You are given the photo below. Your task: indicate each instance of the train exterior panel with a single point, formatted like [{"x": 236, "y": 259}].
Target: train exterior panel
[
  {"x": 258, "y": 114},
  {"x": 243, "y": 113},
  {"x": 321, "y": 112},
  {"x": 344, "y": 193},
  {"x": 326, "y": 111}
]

━━━━

The problem: Reproduce every one of the items above word for word.

Result for this task:
You are given the photo below. Your task: indicate each instance of the train exterior panel with a single point, formatted like [{"x": 236, "y": 259}].
Target: train exterior panel
[
  {"x": 258, "y": 114},
  {"x": 243, "y": 113},
  {"x": 321, "y": 112},
  {"x": 344, "y": 193},
  {"x": 326, "y": 111}
]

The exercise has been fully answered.